What you need to do -
Pick out every line in the records below that contains the string "logo", and copy each such line. Matching is case-sensitive.

**** Source records ****

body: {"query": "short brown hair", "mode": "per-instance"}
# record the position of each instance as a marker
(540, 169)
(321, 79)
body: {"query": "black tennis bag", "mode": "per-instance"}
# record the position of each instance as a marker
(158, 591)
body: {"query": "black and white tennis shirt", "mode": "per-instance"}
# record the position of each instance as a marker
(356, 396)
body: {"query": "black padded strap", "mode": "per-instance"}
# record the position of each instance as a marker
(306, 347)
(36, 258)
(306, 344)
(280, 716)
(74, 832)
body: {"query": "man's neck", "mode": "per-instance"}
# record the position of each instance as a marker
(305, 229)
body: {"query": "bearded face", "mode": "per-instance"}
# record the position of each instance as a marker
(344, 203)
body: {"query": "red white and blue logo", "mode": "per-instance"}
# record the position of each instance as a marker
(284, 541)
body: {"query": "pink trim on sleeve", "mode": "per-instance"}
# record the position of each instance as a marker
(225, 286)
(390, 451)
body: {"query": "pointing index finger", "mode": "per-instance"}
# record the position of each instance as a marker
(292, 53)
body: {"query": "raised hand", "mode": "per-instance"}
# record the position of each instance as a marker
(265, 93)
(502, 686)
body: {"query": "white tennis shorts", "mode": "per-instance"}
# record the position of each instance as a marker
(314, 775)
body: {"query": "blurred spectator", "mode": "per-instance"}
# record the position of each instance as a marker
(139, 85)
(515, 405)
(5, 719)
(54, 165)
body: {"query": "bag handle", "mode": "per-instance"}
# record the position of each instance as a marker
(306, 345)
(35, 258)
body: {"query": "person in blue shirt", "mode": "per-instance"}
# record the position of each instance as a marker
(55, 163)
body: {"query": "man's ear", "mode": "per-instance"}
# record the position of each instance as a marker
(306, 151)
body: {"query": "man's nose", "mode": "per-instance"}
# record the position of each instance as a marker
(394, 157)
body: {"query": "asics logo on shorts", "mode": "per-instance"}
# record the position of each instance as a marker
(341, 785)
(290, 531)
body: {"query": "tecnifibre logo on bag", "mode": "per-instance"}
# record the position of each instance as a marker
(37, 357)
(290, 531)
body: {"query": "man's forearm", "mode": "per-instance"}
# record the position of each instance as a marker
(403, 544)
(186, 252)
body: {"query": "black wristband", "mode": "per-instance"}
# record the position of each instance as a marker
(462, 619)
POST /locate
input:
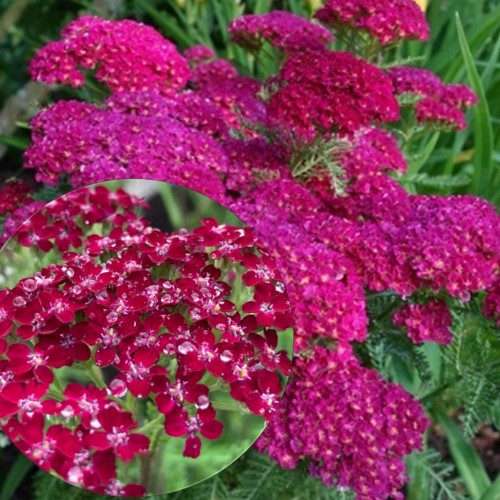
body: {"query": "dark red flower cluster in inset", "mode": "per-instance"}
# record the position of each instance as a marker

****
**** Source records ****

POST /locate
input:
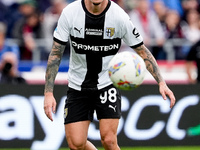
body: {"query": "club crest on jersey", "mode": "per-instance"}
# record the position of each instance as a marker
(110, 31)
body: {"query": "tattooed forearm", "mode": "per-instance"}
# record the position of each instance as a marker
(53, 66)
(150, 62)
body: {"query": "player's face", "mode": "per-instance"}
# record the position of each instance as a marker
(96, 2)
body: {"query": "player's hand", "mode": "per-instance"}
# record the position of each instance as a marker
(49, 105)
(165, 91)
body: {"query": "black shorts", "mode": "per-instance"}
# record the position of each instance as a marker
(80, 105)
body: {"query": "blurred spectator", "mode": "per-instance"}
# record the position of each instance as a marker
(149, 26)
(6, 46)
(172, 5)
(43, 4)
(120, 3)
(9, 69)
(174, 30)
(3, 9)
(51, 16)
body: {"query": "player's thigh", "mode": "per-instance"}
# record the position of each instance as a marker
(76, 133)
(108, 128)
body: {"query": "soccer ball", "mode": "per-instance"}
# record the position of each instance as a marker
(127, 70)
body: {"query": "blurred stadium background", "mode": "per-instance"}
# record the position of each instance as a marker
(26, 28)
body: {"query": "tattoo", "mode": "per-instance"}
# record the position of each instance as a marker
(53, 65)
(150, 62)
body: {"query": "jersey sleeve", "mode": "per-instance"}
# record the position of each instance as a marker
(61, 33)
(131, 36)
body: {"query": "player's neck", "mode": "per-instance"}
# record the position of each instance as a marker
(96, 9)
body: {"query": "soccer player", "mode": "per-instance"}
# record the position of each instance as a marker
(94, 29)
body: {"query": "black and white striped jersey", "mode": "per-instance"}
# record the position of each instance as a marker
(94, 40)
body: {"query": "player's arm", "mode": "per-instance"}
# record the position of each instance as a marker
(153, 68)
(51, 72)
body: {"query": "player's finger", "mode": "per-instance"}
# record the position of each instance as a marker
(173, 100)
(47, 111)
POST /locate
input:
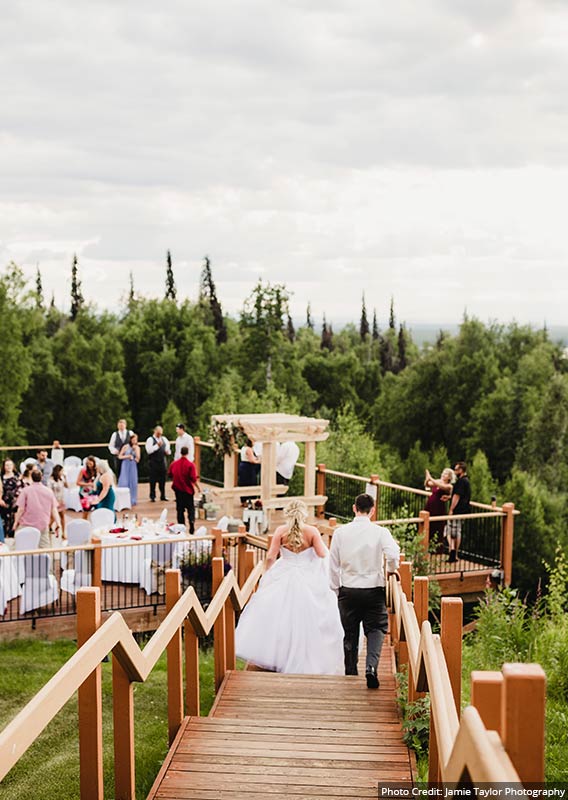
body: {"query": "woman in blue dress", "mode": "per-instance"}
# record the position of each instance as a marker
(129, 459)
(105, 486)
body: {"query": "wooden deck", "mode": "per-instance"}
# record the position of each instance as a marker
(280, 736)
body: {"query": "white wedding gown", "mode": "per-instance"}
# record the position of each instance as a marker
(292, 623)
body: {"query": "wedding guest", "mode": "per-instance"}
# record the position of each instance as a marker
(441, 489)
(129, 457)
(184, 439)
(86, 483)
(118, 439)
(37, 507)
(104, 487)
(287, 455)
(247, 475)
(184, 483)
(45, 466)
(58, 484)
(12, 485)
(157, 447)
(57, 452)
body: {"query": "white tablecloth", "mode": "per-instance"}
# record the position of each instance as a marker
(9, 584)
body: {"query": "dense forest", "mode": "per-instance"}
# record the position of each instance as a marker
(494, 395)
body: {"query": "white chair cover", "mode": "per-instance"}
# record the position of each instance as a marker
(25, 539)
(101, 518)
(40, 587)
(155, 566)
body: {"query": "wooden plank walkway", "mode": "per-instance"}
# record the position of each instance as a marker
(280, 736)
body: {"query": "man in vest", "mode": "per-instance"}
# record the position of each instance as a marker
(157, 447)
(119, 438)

****

Solution for this task -
body: {"query": "red white and blue logo", "mode": "per-instance"}
body: {"query": "asics logo on shorts", "mode": "per-instance"}
body: {"query": "tecnifibre logo on bag", "mode": "per-instance"}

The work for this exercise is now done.